===== THE RECORDS

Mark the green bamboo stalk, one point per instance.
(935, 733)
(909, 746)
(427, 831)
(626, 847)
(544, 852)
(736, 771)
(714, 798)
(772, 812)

==========

Each record above needs to be written out exactly, with nothing left out.

Mark the green bamboo stalk, one point per instance.
(935, 733)
(909, 746)
(427, 831)
(626, 847)
(544, 852)
(736, 771)
(714, 798)
(772, 812)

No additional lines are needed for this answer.